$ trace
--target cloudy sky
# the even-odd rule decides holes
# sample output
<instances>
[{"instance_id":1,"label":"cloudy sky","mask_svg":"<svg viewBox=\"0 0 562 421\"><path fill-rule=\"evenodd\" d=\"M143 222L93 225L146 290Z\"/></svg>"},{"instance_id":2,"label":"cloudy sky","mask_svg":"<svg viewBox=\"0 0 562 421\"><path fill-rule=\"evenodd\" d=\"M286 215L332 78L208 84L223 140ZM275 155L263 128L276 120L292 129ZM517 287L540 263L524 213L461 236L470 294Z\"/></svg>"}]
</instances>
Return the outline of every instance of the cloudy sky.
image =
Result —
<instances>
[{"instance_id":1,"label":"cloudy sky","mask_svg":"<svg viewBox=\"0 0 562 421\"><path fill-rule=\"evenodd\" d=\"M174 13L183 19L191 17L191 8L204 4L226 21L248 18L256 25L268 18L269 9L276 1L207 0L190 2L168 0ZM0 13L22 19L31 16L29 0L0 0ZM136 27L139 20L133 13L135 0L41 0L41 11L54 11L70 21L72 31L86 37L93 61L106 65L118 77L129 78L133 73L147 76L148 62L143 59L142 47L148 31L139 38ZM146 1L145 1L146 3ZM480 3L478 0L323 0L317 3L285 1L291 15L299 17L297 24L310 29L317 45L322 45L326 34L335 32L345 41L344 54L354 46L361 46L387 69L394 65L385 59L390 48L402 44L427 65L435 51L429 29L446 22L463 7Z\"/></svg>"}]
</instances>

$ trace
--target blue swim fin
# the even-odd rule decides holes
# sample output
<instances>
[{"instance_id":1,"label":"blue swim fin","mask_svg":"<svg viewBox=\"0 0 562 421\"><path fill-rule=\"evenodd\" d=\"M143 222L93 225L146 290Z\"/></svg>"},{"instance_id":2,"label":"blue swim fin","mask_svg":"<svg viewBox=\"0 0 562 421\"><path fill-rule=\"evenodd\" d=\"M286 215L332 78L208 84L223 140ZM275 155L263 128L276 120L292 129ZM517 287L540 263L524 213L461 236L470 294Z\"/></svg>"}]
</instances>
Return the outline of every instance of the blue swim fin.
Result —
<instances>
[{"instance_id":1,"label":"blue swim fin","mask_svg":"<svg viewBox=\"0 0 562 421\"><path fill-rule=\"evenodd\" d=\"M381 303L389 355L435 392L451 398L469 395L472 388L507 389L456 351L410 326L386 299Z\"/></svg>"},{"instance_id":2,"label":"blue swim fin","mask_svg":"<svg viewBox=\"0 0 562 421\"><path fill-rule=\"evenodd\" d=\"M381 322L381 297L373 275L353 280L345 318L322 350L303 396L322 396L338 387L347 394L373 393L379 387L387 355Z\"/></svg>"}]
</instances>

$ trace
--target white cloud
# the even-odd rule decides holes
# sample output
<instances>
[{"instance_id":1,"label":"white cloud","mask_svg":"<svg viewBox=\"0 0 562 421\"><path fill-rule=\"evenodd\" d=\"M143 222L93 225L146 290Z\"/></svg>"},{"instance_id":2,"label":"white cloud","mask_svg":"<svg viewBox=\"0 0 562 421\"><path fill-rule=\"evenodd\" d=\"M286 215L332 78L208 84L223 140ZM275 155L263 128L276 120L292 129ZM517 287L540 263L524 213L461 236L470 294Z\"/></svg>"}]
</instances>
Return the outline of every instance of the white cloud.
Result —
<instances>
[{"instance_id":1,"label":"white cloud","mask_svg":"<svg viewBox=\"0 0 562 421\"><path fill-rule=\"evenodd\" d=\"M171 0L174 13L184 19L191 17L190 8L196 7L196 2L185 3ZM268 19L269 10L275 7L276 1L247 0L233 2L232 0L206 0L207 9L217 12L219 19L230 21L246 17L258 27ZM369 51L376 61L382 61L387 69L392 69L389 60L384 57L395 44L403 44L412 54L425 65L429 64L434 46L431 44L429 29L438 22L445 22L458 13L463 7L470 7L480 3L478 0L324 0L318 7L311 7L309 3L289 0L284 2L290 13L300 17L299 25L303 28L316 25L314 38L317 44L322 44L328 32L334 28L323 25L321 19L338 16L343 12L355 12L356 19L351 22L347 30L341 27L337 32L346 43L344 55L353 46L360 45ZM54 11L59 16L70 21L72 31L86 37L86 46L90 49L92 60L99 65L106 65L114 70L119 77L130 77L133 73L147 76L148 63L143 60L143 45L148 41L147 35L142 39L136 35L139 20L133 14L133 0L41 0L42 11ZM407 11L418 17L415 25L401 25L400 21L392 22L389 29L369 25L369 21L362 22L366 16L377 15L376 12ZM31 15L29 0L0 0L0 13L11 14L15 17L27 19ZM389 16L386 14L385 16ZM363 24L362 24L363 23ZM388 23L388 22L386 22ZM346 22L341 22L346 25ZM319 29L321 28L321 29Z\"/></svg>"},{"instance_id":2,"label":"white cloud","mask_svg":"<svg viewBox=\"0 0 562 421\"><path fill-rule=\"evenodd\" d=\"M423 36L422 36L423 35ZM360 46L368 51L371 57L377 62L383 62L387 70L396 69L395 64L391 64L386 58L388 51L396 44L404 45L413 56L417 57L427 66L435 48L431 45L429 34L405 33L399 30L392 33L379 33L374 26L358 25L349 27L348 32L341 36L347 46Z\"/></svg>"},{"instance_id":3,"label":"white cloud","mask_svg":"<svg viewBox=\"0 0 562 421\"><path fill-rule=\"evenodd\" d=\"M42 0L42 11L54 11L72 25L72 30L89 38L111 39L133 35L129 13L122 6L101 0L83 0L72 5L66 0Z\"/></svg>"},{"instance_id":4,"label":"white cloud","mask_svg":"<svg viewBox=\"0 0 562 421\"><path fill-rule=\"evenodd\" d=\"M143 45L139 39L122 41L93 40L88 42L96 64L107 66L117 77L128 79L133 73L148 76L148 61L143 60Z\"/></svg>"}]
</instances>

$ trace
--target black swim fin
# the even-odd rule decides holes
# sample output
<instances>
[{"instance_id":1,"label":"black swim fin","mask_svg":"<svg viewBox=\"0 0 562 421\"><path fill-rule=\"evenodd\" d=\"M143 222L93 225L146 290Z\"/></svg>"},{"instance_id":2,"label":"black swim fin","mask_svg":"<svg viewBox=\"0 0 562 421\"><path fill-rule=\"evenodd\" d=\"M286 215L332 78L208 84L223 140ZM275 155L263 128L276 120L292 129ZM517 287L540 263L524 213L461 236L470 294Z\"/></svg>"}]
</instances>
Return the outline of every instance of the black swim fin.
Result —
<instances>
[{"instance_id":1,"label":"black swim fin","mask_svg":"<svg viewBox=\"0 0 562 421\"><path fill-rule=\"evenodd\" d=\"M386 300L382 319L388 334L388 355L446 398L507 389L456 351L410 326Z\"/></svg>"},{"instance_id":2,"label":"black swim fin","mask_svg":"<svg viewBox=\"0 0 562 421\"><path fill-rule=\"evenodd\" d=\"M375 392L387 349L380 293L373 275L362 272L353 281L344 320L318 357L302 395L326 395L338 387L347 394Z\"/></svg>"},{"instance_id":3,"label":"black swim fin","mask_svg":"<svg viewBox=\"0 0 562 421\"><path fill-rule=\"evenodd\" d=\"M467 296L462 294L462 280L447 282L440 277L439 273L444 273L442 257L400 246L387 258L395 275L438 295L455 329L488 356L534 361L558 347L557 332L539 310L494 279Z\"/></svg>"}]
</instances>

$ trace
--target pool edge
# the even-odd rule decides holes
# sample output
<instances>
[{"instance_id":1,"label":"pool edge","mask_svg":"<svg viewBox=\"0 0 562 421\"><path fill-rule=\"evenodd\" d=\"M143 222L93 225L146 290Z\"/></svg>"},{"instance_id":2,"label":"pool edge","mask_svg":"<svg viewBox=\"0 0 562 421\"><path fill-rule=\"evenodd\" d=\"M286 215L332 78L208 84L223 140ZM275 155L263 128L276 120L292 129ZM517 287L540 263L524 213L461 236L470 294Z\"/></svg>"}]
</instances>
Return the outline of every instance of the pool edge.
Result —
┄┄┄┄┄┄┄┄┄┄
### ASSIGNED TASK
From the data, pick out every line that includes "outline".

### SOLUTION
Return the outline of every instance of the cloudy sky.
Return the outline of every instance of the blue swim fin.
Return the outline of every instance of the white cloud.
Return the outline of every instance of the black swim fin.
Return the outline of every instance of the pool edge.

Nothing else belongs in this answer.